┌─ Source data
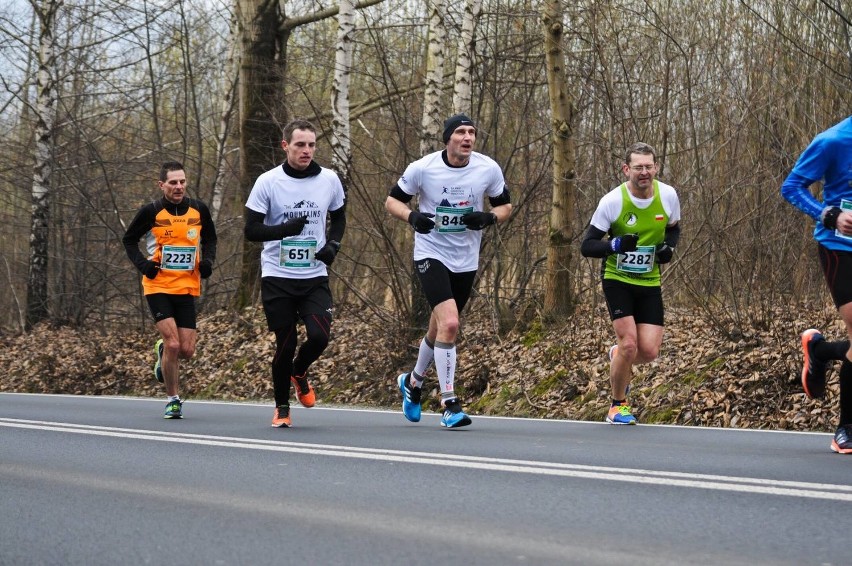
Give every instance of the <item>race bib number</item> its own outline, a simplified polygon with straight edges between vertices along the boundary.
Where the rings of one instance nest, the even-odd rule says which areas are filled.
[[[281,240],[278,265],[296,269],[313,267],[315,253],[317,253],[316,240]]]
[[[197,253],[198,248],[195,246],[163,246],[160,269],[192,271],[195,269],[195,256]]]
[[[435,209],[435,226],[438,227],[438,232],[464,232],[467,227],[462,223],[461,217],[468,212],[473,212],[472,206],[464,208],[437,207]]]
[[[843,212],[852,212],[852,200],[842,199],[840,201],[840,210],[842,210]],[[841,234],[840,230],[835,230],[834,235],[838,238],[843,238],[844,240],[852,240],[852,236]]]
[[[618,254],[615,268],[625,273],[650,273],[654,269],[654,246],[638,246],[636,251]]]

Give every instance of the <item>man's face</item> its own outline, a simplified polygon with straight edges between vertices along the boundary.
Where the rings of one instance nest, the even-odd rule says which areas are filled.
[[[627,176],[627,182],[634,189],[641,191],[650,190],[654,177],[657,174],[657,164],[654,163],[654,156],[643,153],[631,153],[630,162],[621,166],[622,171]]]
[[[453,130],[453,134],[447,141],[447,157],[453,165],[467,163],[476,142],[476,128],[473,126],[459,126]]]
[[[304,171],[311,164],[317,149],[317,135],[310,130],[293,130],[290,141],[281,142],[287,154],[287,163],[297,171]]]
[[[158,181],[157,184],[163,189],[163,196],[167,201],[179,204],[186,194],[186,173],[183,170],[169,171],[166,173],[166,180]]]

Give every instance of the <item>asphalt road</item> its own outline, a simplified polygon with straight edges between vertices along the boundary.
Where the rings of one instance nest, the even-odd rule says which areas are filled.
[[[829,434],[0,394],[0,564],[850,564]]]

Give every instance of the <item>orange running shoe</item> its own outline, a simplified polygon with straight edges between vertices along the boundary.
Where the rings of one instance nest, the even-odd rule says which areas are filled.
[[[279,405],[275,407],[275,414],[272,415],[272,426],[275,428],[290,428],[290,405]]]
[[[852,425],[840,425],[831,441],[831,449],[838,454],[852,454]]]
[[[299,398],[299,403],[305,408],[310,408],[316,405],[317,396],[314,394],[314,388],[308,383],[308,374],[294,375],[290,378],[293,385],[296,386],[296,397]]]

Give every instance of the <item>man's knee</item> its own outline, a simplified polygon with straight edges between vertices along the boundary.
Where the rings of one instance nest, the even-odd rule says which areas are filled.
[[[305,332],[308,342],[323,350],[328,346],[328,333],[320,328],[308,328]]]
[[[184,360],[188,360],[192,356],[195,355],[195,344],[181,344],[180,345],[180,357]]]

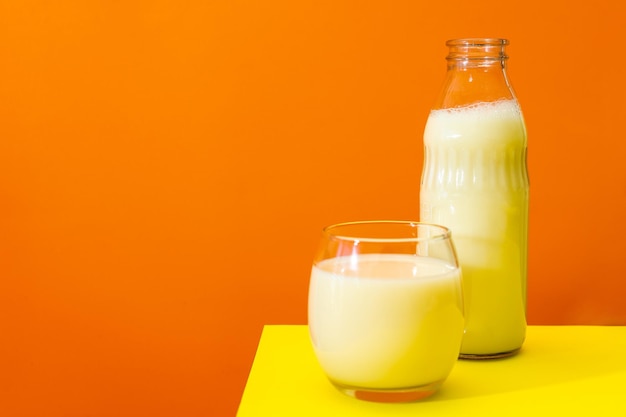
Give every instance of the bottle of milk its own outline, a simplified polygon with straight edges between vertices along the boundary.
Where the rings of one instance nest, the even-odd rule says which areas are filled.
[[[463,272],[463,358],[515,354],[526,334],[526,128],[505,39],[447,42],[424,131],[420,216],[452,230]]]

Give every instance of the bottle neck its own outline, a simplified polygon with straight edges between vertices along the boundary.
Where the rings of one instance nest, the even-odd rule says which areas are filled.
[[[446,45],[448,71],[433,109],[515,99],[506,75],[506,39],[456,39]]]
[[[469,38],[446,42],[449,48],[446,60],[448,70],[469,68],[505,69],[506,39]]]

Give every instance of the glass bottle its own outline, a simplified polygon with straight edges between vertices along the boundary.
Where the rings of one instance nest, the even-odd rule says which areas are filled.
[[[515,354],[526,335],[526,127],[505,39],[456,39],[424,130],[421,221],[451,229],[463,271],[463,358]]]

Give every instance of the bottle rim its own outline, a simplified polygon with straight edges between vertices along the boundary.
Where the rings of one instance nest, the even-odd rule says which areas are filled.
[[[509,40],[504,38],[457,38],[446,41],[446,46],[486,47],[509,44]]]
[[[509,57],[505,53],[508,39],[503,38],[459,38],[446,42],[449,52],[446,59],[456,62],[503,62]]]

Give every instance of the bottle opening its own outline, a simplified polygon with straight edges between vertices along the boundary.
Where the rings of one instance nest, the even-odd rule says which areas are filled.
[[[508,59],[505,47],[507,39],[501,38],[463,38],[452,39],[446,42],[449,53],[447,60],[480,60],[503,61]]]

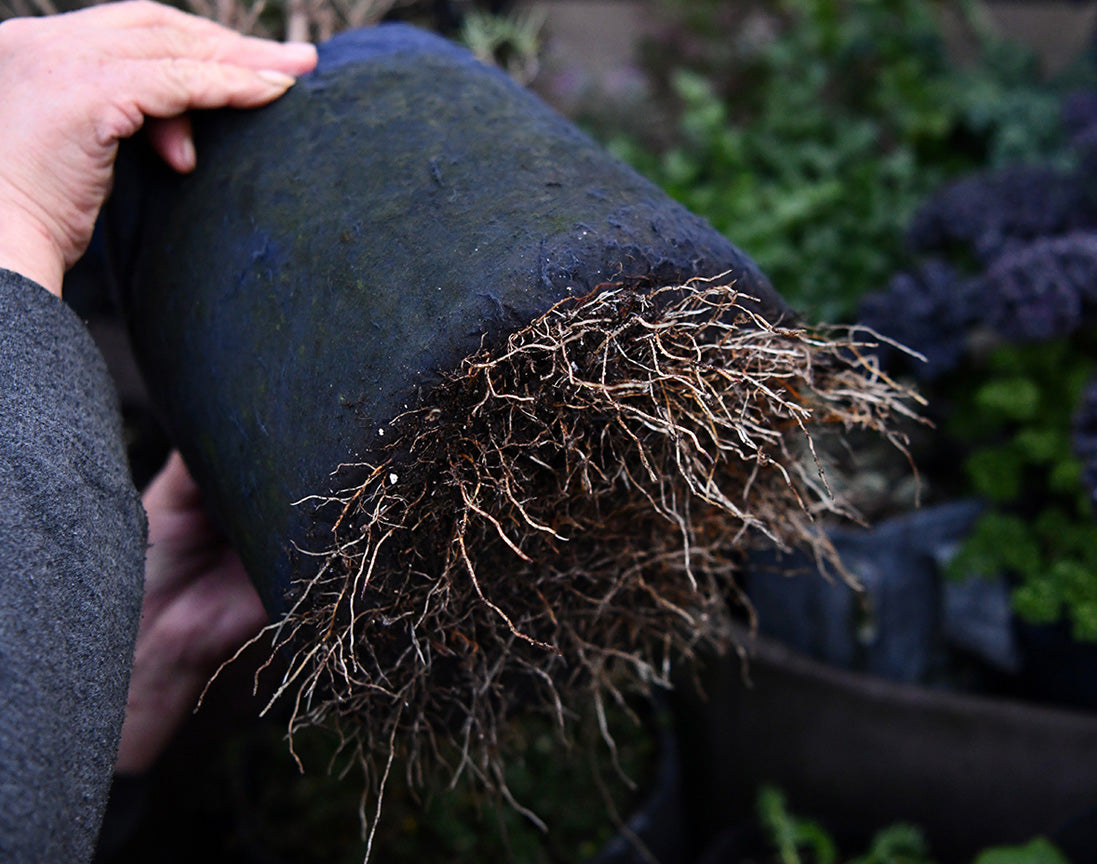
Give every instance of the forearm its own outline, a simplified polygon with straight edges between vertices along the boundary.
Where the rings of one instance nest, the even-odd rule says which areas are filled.
[[[0,271],[0,860],[90,858],[122,724],[145,524],[76,316]]]
[[[315,63],[156,3],[0,23],[0,861],[90,858],[141,609],[144,515],[63,271],[119,140],[144,127],[190,170],[188,111],[265,105]]]

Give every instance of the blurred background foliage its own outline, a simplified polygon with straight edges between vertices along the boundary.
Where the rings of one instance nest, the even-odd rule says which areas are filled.
[[[811,320],[850,320],[908,261],[915,206],[976,166],[1065,158],[1044,80],[970,2],[668,0],[648,46],[673,127],[598,129],[614,152],[745,249]],[[943,22],[966,37],[955,60]]]
[[[912,260],[859,319],[924,357],[881,354],[929,397],[937,430],[914,454],[929,499],[987,506],[952,575],[1004,578],[1023,621],[1092,652],[1097,92],[1083,83],[1041,127],[1059,140],[988,156],[919,202],[900,235]]]

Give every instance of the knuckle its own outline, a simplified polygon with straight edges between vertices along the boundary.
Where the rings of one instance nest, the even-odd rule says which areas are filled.
[[[100,149],[110,148],[140,129],[143,122],[141,112],[132,105],[105,105],[93,122],[95,143]]]
[[[185,57],[169,57],[164,61],[164,77],[179,93],[191,93],[198,86],[196,64]]]
[[[213,87],[207,65],[190,58],[173,57],[165,62],[164,83],[181,102],[202,102]]]

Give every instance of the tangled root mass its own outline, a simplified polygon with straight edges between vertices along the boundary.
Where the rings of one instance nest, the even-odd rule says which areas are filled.
[[[517,705],[563,726],[577,697],[600,708],[727,647],[751,544],[836,564],[818,517],[843,507],[813,435],[902,446],[911,394],[871,334],[755,309],[713,282],[603,286],[397,418],[385,458],[351,466],[364,481],[312,500],[331,546],[275,625],[291,732],[335,726],[382,787],[400,749],[409,773],[456,754],[498,788]]]

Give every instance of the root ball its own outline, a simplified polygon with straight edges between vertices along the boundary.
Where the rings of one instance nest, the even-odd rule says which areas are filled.
[[[901,447],[913,397],[871,334],[756,309],[708,281],[562,301],[396,418],[344,491],[300,502],[329,542],[275,625],[293,728],[337,726],[375,782],[394,748],[416,771],[455,741],[450,769],[491,786],[516,707],[565,726],[575,699],[623,702],[728,648],[750,546],[840,567],[819,517],[850,514],[813,435]]]

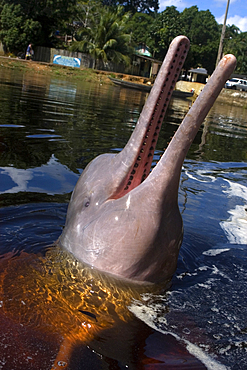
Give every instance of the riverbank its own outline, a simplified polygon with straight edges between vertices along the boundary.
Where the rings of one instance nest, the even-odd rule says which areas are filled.
[[[205,85],[198,82],[178,81],[176,88],[183,91],[195,92],[198,96]],[[238,91],[230,89],[222,89],[217,98],[217,102],[221,104],[235,105],[247,109],[247,91]]]
[[[123,78],[128,81],[147,83],[148,78],[125,75],[123,73],[99,71],[89,68],[73,68],[53,63],[36,62],[25,59],[9,58],[0,56],[0,68],[20,70],[26,73],[39,75],[53,75],[54,77],[70,77],[81,79],[87,82],[98,81],[100,83],[112,84],[108,76]]]
[[[79,69],[60,66],[58,64],[35,62],[18,58],[8,58],[0,56],[0,68],[19,70],[24,73],[35,73],[38,75],[51,75],[54,77],[70,77],[82,79],[84,81],[101,81],[104,75],[92,69]],[[108,78],[105,77],[107,81]]]
[[[101,84],[112,84],[108,76],[121,78],[126,81],[137,83],[148,83],[150,79],[125,75],[109,71],[99,71],[93,69],[71,68],[52,63],[35,62],[18,58],[9,58],[0,56],[0,68],[21,70],[25,73],[35,73],[39,75],[53,75],[54,77],[69,77],[72,79],[81,79],[87,82],[99,82]],[[179,81],[176,88],[182,91],[195,91],[195,96],[198,96],[204,85],[197,82]],[[236,90],[223,89],[217,98],[217,102],[222,104],[230,104],[247,109],[247,92]]]

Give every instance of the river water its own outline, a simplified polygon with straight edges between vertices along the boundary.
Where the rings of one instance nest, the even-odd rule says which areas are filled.
[[[44,255],[58,238],[83,169],[124,147],[146,98],[113,85],[0,70],[0,235],[8,266],[21,253]],[[154,163],[190,106],[172,99]],[[82,344],[73,369],[246,369],[246,116],[246,106],[216,103],[190,148],[179,190],[184,240],[171,289],[133,299],[134,324]],[[0,265],[1,274],[10,267]],[[0,369],[35,369],[35,356],[40,369],[51,368],[57,347],[47,354],[50,339],[33,331],[35,350],[24,342],[31,334],[18,330],[30,320],[1,313],[4,289]]]

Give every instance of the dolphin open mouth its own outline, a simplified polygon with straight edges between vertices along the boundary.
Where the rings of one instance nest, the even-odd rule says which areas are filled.
[[[124,177],[111,199],[121,198],[149,175],[161,125],[189,45],[185,36],[179,36],[171,43],[135,130],[123,151],[119,153],[120,157],[124,156],[128,160],[124,160]]]

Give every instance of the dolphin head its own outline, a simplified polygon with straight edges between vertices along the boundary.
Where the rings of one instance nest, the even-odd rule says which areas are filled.
[[[172,91],[189,49],[173,40],[137,125],[124,149],[91,161],[73,191],[59,244],[90,266],[138,282],[171,279],[183,237],[178,208],[187,151],[235,68],[225,56],[150,173]]]

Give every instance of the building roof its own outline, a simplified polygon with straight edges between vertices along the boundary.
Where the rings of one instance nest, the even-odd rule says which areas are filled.
[[[208,76],[208,71],[205,68],[194,68],[194,69],[190,69],[188,72],[197,73],[198,75]]]
[[[146,55],[141,55],[141,54],[135,53],[135,56],[138,57],[138,58],[149,60],[150,62],[153,62],[153,63],[157,63],[157,64],[162,64],[163,63],[162,61],[160,61],[158,59],[154,59],[154,58],[148,57]]]

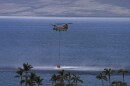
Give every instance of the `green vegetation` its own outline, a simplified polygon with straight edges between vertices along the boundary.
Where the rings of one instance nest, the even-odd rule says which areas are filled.
[[[113,81],[111,86],[127,86],[127,83],[121,81]]]
[[[78,86],[78,83],[83,83],[79,76],[64,70],[53,74],[50,80],[53,86]]]
[[[115,73],[115,74],[122,74],[123,76],[123,80],[114,80],[111,82],[111,75]],[[119,69],[119,70],[112,70],[112,69],[104,69],[104,71],[102,71],[100,74],[98,74],[96,76],[97,79],[102,80],[102,86],[107,86],[104,85],[103,81],[107,81],[109,85],[108,86],[127,86],[127,83],[124,81],[124,76],[125,74],[129,73],[128,70],[126,69]]]
[[[118,73],[122,74],[123,76],[122,82],[124,83],[124,77],[125,77],[125,74],[128,73],[128,71],[126,69],[120,69],[118,70]]]
[[[43,79],[32,71],[32,66],[28,63],[24,63],[22,67],[19,67],[16,71],[16,78],[20,80],[20,86],[41,86],[43,85]],[[125,82],[125,75],[129,73],[126,69],[112,70],[110,68],[104,69],[102,72],[96,75],[96,79],[101,80],[102,86],[127,86]],[[121,74],[122,81],[112,80],[112,74]],[[53,74],[50,78],[52,86],[80,86],[83,81],[80,76],[60,70]],[[108,85],[104,83],[108,82]]]
[[[107,76],[108,78],[108,82],[109,82],[109,86],[111,84],[111,75],[114,71],[112,69],[104,69],[103,73]]]
[[[33,67],[28,63],[24,63],[23,67],[19,67],[17,70],[16,78],[20,78],[20,85],[23,86],[40,86],[42,85],[43,79],[37,76],[31,71]]]
[[[104,86],[104,80],[105,81],[107,81],[107,77],[105,76],[105,74],[103,74],[103,73],[100,73],[100,74],[98,74],[97,76],[96,76],[96,78],[98,79],[98,80],[101,80],[102,81],[102,86]]]

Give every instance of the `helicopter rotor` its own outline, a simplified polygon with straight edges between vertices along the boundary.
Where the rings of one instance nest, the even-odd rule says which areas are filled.
[[[57,25],[61,25],[61,24],[73,24],[73,23],[56,23]]]

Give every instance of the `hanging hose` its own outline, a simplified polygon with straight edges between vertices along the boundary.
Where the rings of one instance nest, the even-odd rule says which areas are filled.
[[[57,68],[60,68],[60,64],[61,64],[61,32],[59,30],[59,64],[57,65]]]
[[[61,64],[61,31],[67,31],[68,29],[68,24],[72,24],[72,23],[64,23],[63,26],[57,26],[57,25],[52,25],[53,26],[53,30],[59,31],[59,64],[57,65],[57,68],[60,68],[60,64]]]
└─
▶ [What you have to do]:
Pictures do not belong in the copy. Repeat only the lines from the top of the records through the line containing "Give every instance of the <item>man's face</item>".

▶ [Task answer]:
Give every instance of the <item>race bib number</item> its own outline, a simplified polygon with straight edges between vertices along the boundary.
Where the rings of one instance nest, the even-odd rule says which areas are filled.
[[[281,240],[278,265],[296,269],[313,267],[315,253],[317,253],[316,240]]]
[[[197,253],[198,248],[195,246],[163,246],[160,269],[192,271],[195,269],[195,256]]]
[[[435,209],[435,226],[438,227],[438,232],[464,232],[467,227],[462,223],[461,217],[468,212],[473,212],[472,206],[464,208],[437,207]]]
[[[843,212],[852,212],[852,200],[842,199],[840,201],[840,210],[842,210]],[[841,234],[840,230],[835,230],[834,235],[838,238],[843,238],[844,240],[852,240],[852,236]]]
[[[618,254],[615,268],[625,273],[650,273],[654,269],[654,246],[638,246],[636,251]]]

Give every instance of the <item>man's face</item> its own outline, a simplified polygon with straight edges between vertices along the boundary.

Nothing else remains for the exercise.